- [节选文本]

▬▬▬▬▬▬▬▬▬▬

犯罪客体指受到刑事法律保护、被犯罪行为所侵害的社会关系。网络犯罪在理论上比较复杂的一个重要原因就是网络犯罪侵犯的往往是复杂客体,是对两种或两种以上的直接客体进行侵害的行为[4]。在网络诈骗犯罪中,犯罪分子通过网络通信协议与其他网络用户进行联系,那么其在网络上实施诈骗犯罪自然便侵犯了受法律保护的网络协议用户的利益,其犯罪客体为网络诈骗犯罪行为人侵犯的一切社会关系,包括公众倡导和遵守的社会公共秩序。刑法中对于诈骗罪的客体规定为国家、集体或个人的财物,而网络诈骗犯罪为诈骗罪的一种特殊犯罪形式,故其侵犯的客体应当与诈骗罪的规定一致。

犯罪客观方面是指刑法规定的,说明行为的社会危害性,而为成立犯罪所必须具备的客观事实特征,特指侵犯某种客体的危害行为,犯罪行为所产生的危害后果,以及犯罪行为与危害后果之间的因果联系。在网络犯罪中,绝大多数危害行为都是作为,即通过完成一定的行为从而使得危害后果发生。网络诈骗犯罪中则表现为违反国家相关的信息管理条例而在网络平台上进行诈骗的行为,具体的表现形式为虚构事实或者隐瞒真相。欺诈行为做出后,要求被害人陷入错误认识从而做出财产处分,欺诈人因此获得财产,而被害人的财产受到损害。根据《刑法》第266条的规定,诈骗公私财物数额较大的,才构成犯罪。

(三)“陈光标”事件性质分析

从主体方面考虑,由于山寨陈光标的真实身份至今仍未曝光,所以我们对其具体情况不得而知,但若其确已年满16周岁并具有刑事责任能力,便可构成网络诈骗犯罪的主体。其宣布自己是陈光标,并会在大年三十派发2000万元红包这样的行为即是通过虚构事实使公众产生了错误的认识。从他让大家都把他的ID添加到各自所在的群里后闷头抢红包的行为中,我们可以分析出,其最开始传出派发红包的消息,目的就是为了加入多组微信群从而抢夺红包,具有明显的犯罪故意。派发微信红包本是基于微信好友间的特殊关系而做出的财产处分行为,公众由于山寨陈光标的虚假言论从而产生了错误的认识,认定其为陈光标本人并相信其会派发2000万元红包,故加其入微信群,使其获得了抢红包的机会。山寨陈光标于不同微信群内抢红包的行为不但损害了红包派发人的财产利益,更抢夺了群内其他成员获取红包的机会,占有了本不属于他的财产。春节期间他抢得了总额惊人的红包,数额若达到法律规定的构罪要求,则完全符合网络诈骗犯罪的客观方面构成要件。目前,我国刑法对诈骗的立案标准为2000元,规定诈骗公私财物,数额较大的,处3年以下有期徒刑、拘役或者管制,并处或者单处罚金;数额巨大或者有其他严重情节的,处3年以上10年以下有期徒刑,并处罚金;数额特别巨大或者有其他特别严重情节的,处10年以上有期徒刑或者无期徒刑,并处罚金或者没收财产。而《最高人民法院最高人民检察院关于办理诈骗刑事案件具体应用法律的若干问题的解释》第1条对《刑法》第266条规定的“数额较大”、“数额巨大”、“数额特别巨大”作出了具体规定,分别对应的金额为诈骗公私财物价值3000元至1万元以上、3万元至10万元以上、50万元以上。对于类似山寨陈光标的行为,《最高人民法院最高人民检察院关于办理诈骗刑事案件具体应用法律若干问题的解释》第2条第1款则做出了“通过发送短信、拨打电话或者利用互联网、广播电视、报刊杂志等发布虚假信息,对不特定多数人实施诈骗的,根据刑法第266条的规定应当酌情从严惩处”的规定。

▬▬▬▬▬▬▬▬▬▬

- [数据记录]
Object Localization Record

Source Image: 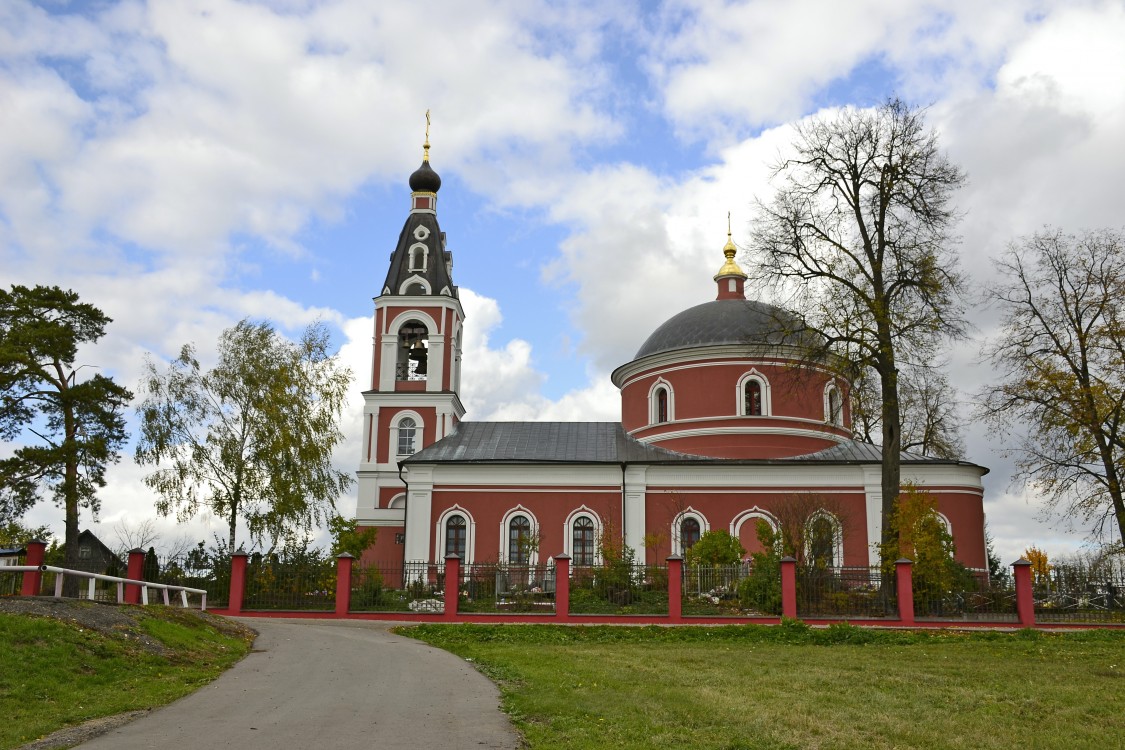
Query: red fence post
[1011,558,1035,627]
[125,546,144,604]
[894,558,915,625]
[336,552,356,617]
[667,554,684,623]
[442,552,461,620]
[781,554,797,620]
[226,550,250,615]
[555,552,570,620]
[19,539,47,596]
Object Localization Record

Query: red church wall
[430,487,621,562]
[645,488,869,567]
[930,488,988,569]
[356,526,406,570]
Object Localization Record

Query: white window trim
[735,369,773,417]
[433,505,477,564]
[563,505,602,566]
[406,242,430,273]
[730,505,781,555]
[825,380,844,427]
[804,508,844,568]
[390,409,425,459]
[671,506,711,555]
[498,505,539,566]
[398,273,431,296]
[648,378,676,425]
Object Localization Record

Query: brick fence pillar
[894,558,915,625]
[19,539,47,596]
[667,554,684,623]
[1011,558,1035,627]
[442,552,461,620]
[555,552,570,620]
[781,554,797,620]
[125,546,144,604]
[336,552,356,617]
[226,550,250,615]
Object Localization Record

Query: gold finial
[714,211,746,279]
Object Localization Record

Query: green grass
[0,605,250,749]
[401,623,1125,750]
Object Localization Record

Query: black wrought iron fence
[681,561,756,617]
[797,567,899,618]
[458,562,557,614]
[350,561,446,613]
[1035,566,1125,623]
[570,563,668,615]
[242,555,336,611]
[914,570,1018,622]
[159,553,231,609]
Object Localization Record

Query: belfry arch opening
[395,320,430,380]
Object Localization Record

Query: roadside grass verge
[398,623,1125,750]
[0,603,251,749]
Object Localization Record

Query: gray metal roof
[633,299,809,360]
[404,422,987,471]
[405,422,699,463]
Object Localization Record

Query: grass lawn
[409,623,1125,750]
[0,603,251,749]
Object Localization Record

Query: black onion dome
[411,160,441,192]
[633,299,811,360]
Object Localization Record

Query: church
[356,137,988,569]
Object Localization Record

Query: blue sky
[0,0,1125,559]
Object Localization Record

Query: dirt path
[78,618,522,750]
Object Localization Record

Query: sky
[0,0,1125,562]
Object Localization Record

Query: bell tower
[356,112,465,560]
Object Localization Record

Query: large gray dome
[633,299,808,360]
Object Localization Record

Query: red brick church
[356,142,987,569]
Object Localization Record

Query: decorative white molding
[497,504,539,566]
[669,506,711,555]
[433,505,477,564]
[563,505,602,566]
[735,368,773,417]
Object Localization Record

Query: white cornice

▬▬▬▬▬▬▬▬▬▬

- [问题与任务]
**a)** 根据网络诈骗犯罪节选,山寨陈光标宣称要在大年三十派发多少元红包?
**b)** 请从网络诈骗犯罪节选的最后一句之后接着写下去。
这些条目是另外的材料,与网络诈骗犯罪节选互不相干。

- [练习答案]
**a)** 2000万元。

**b)**
综上,山寨陈光标若确已年满16周岁并具有刑事责任能力,则构成网络诈骗犯罪,一旦查明具体诈骗金额,则应当根据《刑法》第266条的相关规定进行处罚。

三、预防和打击网络诈骗犯罪面临的问题

(一)社会公众法律意识淡薄

从山寨陈光标这一事件中我们可以看出公众普遍存在法律意识淡薄、法律知识欠缺的问题。分析网络诈骗犯罪人的心理,他们除了贪图钱财之外,还有部分只是抱着玩笑心理或者挑战心理。他们对自己行为的性质以及后果往往不自知,认为自己并未触犯法律。如“陈光标”事件,山寨陈光标在微信红包游戏兴起后想出了这样一个点子,投机取巧获取非法利益,但他个人可能并不知晓其行为已构成网络诈骗犯罪,只是单纯认为自己找到了一个获得巨大金钱利益的方法。而加他入微信群的被骗群众也只是对其不兑现承诺欺骗大众的行为感到愤怒,甚至有的只认为其闹了个恶作剧,一笑了之。从这一事件曝光至今,没有人提出要向其追究法律责任。可见,大家并未将山寨陈光标的行为与犯罪联系起来,这也是许多其他网络诈骗犯罪行为实施人得以逍遥法外的重要原因。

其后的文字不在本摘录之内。